Written instruction 1 — Locate each line of the rows below that contains the word "white", and copy those lines.

— START Excerpted passage —

I recently discovered that my ancestors were early members of the Seventh-day Baptist Church, which was organized in the New World in 1671.
I was talking with someone recently about adversity and they responded by saying
“Courage, fortitude and perseverance are the rule… [Despite criticism] You have the privilege of carrying on.”
Martin Luther King approached adversity this way. And so did Pardon Davis.
In 1854, Pardon was jailed in Louisiana for helping fugitive slaves. In September he wrote a letter to his former church in Berlin, Wisconsin outlining the circumstances of his arrest.

— END Excerpted passage —
— START Supplied data —

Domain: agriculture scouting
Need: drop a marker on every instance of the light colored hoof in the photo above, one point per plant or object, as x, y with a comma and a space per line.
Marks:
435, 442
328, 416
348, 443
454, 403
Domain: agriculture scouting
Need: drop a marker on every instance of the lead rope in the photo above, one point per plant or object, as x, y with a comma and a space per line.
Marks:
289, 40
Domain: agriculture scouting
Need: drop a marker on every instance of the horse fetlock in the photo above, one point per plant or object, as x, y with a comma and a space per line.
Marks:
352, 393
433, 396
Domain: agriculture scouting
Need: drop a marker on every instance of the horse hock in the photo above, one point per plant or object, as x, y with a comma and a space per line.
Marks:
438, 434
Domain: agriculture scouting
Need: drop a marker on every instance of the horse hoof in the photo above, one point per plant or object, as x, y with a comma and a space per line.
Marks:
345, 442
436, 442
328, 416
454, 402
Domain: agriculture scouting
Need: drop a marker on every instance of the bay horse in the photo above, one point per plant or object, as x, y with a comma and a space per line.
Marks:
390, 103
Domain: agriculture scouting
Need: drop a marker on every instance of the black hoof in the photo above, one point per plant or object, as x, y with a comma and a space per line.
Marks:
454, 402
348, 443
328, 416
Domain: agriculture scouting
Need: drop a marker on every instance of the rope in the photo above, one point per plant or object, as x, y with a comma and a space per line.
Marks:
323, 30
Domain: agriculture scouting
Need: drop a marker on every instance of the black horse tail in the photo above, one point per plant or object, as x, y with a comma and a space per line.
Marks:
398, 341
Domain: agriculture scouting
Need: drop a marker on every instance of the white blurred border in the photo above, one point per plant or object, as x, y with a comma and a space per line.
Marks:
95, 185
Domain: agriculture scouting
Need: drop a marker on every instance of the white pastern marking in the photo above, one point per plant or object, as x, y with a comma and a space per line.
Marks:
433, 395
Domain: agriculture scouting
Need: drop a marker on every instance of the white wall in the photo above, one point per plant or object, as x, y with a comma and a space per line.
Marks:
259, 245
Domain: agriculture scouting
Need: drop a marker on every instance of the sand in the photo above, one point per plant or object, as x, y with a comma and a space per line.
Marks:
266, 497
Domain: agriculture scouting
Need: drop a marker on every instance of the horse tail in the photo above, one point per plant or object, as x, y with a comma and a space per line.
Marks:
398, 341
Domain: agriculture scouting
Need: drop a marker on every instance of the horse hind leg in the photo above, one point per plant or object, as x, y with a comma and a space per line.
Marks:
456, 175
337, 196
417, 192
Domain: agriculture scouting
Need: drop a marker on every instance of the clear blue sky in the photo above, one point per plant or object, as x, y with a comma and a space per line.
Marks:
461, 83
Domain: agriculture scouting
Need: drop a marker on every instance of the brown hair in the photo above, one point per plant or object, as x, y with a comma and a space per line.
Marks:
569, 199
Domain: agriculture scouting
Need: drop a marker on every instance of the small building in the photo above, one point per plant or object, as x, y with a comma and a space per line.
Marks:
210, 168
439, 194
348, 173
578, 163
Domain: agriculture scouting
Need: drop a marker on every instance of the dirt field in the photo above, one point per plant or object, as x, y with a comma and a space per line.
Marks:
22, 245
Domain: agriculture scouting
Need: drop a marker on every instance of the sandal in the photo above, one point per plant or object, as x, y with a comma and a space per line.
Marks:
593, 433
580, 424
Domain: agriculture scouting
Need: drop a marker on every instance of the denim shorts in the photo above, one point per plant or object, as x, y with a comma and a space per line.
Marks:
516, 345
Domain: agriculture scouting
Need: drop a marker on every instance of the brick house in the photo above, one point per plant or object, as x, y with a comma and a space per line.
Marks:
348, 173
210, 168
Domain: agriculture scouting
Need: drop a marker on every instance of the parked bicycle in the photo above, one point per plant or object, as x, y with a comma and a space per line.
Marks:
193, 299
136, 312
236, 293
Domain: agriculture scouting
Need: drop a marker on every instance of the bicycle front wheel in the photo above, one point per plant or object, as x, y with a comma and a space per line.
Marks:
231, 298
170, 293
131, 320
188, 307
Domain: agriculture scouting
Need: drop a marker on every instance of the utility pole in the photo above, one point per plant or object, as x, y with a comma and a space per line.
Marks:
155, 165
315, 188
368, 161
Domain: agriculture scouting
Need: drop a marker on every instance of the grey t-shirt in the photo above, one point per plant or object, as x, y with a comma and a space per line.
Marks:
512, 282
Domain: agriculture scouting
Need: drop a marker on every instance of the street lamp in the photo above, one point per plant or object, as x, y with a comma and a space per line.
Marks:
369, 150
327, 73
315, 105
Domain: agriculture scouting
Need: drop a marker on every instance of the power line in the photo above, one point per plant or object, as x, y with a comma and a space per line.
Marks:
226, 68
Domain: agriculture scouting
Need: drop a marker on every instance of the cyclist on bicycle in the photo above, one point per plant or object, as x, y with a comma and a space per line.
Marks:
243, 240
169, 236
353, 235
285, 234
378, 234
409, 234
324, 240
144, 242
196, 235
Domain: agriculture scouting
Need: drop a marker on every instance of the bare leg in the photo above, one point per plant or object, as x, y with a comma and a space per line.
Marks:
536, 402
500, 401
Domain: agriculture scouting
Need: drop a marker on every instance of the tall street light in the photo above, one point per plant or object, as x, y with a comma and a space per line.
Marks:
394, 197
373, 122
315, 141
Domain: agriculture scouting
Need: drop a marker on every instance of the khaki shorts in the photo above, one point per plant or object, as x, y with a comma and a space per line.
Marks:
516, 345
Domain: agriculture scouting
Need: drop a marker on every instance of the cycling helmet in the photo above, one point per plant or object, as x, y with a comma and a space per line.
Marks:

— END Supplied data —

Written instruction 2 — Resume the passage above about Pardon Davis and the Seventh-day Baptist Church, starting right after its last sentence.

Expected answer 1 —
Need: drop a marker on every instance of the white blurred border in the photo above, one point per plant or object, as x, y with a comma and a space per line.
Need: drop a marker on every instance of the white pastern marking in the photo above, one point per plant or object, as x, y with a comma and a space per line.
Need: drop a marker on every instance of the white wall in the photo above, one point per plant or object, as x, y with a comma and a space per line.

Expected answer 2 —
According to Pardon, as he left the house of a friend, he was
“met by a slave-hunter and his dogs. He immediately drew a revolver, threatening to fire at me is I stirred or made a noise. Others came, and I was marched off to a constable’s office. The whole town was soon assembled, and the procession marched to the school-house, where I was informed by the magistrate, that I had been charged with aiding slaves to escape from their masters. After a brief examination, in which many witnesses were soon sworn, all of whom had seen me talking with, or know of hiring negroes on Sundays or evenings, though this is a common practice for the people of this country; but the difference is, I am from the North. Written passes were found in my possession resembling my hand-writing — ink and paper like mine. With this kind of evidence I was committed to jail, no one daring to speak on my behalf but a petty lawyer from Mississippi.
The citizens of Waterproof, fearing the evidence not sufficient to condemn me, formed themselves into a mob, threatening if I got clear that Lynch law should be called upon. Some said, Hang him; others Shoot him; and some said, Give him a thousand lashes on the bare back. A native of Ireland was arraigned on a similar charge; but three days given him to procure counsel. His trial goes off this morning. If he is cleared, he will be obliged to leave the country.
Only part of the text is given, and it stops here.